§ **GIVEN RECORDS**:
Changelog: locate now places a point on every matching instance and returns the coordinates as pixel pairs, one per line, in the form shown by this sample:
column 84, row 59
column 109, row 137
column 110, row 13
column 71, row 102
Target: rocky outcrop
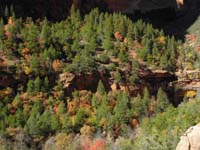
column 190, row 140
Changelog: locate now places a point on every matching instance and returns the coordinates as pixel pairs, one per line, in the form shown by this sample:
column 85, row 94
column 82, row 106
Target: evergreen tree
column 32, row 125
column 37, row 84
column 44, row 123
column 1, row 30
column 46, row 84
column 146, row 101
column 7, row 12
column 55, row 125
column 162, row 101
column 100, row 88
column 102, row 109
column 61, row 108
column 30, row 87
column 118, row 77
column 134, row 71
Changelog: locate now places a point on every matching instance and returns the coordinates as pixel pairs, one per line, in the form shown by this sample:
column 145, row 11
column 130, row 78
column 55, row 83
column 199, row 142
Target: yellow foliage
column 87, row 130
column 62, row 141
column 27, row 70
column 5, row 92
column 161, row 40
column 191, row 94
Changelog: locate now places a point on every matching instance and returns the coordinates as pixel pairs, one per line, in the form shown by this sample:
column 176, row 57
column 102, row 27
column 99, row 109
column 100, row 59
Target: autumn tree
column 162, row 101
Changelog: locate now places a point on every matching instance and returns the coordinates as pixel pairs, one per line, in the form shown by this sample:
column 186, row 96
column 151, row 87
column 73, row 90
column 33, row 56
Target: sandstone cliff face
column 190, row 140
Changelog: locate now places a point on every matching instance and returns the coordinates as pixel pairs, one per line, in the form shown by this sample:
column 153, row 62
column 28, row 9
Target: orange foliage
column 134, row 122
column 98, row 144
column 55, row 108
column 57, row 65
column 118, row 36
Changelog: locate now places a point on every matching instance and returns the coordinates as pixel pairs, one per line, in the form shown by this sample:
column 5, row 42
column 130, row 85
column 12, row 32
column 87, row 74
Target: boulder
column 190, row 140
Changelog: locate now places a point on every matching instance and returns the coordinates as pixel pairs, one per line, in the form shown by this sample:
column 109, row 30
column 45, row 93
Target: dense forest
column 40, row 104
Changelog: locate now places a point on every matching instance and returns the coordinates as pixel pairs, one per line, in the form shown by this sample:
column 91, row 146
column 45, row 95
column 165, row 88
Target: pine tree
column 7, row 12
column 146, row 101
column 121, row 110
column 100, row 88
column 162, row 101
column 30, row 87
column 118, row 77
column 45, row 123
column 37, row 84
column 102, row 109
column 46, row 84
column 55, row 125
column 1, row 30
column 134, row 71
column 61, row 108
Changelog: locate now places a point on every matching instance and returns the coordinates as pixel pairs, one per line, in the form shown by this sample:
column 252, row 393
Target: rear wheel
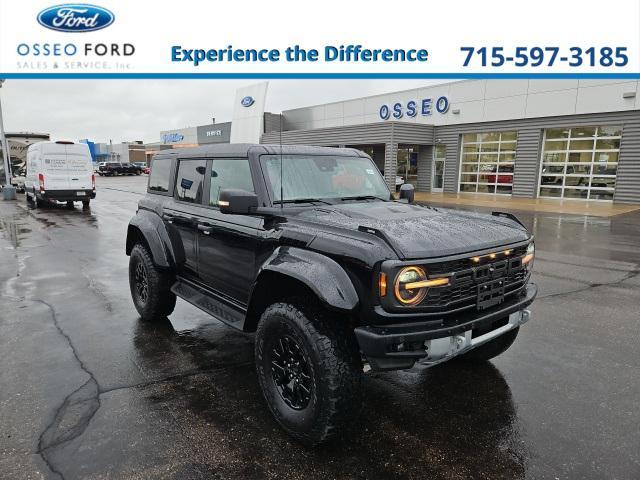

--

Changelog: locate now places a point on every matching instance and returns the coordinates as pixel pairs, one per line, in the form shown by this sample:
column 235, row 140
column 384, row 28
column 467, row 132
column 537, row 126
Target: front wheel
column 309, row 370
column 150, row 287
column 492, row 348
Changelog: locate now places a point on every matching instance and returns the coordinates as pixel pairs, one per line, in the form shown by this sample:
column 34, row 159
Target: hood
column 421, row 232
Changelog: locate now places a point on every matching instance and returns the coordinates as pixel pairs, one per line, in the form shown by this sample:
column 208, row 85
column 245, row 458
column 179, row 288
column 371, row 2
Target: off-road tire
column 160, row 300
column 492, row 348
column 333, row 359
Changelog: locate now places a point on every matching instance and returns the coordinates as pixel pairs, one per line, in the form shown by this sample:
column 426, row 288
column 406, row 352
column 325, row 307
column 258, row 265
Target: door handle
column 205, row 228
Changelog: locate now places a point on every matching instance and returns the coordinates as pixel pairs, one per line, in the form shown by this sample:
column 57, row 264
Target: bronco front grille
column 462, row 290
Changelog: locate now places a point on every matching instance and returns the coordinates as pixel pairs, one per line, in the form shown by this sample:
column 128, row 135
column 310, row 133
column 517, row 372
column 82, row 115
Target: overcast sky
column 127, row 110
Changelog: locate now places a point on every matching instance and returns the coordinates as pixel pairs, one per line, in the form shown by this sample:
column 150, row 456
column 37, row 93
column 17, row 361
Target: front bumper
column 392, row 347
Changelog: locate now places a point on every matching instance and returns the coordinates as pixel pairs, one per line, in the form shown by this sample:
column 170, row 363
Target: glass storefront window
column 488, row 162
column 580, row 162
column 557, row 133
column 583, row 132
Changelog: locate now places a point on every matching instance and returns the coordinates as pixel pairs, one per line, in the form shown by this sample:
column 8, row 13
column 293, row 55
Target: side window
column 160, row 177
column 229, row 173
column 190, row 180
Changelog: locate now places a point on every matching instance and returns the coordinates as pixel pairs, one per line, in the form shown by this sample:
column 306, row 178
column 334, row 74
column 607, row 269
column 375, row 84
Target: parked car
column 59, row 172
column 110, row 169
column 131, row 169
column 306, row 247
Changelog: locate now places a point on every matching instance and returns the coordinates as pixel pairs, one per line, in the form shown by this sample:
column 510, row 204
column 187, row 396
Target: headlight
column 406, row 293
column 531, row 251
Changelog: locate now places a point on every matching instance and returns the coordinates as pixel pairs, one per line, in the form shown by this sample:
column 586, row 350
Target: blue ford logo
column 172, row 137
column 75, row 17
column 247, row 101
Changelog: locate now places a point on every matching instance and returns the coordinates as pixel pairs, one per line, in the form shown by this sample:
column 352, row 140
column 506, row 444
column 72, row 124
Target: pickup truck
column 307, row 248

--

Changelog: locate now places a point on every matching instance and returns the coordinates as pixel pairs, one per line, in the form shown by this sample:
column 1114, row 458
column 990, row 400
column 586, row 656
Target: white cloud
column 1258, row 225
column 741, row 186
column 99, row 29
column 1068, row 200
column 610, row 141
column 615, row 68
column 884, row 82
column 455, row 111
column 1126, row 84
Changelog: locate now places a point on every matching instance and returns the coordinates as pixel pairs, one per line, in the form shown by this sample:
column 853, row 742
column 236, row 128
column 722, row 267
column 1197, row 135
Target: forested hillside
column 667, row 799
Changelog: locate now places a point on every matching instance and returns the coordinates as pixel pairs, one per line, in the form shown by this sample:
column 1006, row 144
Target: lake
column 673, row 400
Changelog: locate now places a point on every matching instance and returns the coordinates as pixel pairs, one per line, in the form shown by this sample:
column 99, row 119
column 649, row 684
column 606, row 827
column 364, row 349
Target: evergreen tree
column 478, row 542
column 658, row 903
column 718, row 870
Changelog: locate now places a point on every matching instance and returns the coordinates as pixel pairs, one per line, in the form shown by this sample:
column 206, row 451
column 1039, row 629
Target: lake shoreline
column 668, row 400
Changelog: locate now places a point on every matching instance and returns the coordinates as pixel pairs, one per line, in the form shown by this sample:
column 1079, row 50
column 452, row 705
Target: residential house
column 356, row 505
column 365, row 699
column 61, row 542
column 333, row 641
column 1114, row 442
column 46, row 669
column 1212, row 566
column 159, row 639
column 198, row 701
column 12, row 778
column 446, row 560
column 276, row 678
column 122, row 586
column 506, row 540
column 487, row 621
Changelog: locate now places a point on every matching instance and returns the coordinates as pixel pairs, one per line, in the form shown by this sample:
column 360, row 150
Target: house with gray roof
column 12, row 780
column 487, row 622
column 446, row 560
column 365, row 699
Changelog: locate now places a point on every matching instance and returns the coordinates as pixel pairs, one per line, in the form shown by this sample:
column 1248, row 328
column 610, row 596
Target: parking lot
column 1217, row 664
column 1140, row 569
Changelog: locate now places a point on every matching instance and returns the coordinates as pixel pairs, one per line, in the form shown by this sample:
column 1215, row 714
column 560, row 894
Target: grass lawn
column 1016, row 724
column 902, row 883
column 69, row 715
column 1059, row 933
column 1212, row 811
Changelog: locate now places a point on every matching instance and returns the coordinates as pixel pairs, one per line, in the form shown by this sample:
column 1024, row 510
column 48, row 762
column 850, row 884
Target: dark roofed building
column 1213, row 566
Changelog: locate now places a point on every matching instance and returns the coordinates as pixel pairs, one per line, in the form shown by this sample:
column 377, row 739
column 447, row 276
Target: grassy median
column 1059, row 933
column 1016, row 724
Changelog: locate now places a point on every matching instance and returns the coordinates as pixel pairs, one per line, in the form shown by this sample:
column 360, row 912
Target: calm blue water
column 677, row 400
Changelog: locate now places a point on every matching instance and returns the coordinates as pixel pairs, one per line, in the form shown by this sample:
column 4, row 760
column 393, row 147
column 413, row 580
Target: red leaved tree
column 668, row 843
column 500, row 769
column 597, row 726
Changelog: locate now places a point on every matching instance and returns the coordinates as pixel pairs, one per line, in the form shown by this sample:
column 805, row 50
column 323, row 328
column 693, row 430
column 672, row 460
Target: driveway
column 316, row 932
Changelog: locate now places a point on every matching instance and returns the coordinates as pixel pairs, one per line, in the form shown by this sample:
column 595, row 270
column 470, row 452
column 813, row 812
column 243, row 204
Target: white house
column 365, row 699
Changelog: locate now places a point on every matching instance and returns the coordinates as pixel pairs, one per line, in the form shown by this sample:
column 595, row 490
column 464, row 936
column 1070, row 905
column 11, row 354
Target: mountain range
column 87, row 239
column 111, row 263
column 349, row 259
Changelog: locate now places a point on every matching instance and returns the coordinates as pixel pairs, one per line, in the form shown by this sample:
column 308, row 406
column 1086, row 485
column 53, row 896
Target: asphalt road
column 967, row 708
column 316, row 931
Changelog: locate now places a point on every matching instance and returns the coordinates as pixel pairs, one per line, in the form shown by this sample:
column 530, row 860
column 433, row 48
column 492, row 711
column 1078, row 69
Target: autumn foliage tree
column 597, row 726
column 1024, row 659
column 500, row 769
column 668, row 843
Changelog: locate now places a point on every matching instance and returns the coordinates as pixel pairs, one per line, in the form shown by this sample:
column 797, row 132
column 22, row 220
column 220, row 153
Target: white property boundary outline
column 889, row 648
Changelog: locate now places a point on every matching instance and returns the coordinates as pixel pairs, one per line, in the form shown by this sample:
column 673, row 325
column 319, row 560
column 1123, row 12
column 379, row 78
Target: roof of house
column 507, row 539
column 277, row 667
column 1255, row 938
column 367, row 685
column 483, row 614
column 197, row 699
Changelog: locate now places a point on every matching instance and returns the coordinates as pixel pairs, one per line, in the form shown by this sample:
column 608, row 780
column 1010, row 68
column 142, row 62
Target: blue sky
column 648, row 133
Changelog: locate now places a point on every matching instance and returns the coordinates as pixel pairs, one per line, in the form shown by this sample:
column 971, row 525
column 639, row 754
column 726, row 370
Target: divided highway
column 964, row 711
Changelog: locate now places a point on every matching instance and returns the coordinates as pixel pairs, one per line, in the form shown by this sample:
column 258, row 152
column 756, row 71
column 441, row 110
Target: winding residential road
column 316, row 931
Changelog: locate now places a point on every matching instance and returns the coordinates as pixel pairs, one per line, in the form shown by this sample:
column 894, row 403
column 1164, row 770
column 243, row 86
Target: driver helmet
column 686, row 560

§ **DIRECTIONS**:
Pull out each line from the rows above that contains the word "residential", and list those lines.

§ **EXERCISE OUTPUT**:
Target: residential house
Target: winding residential road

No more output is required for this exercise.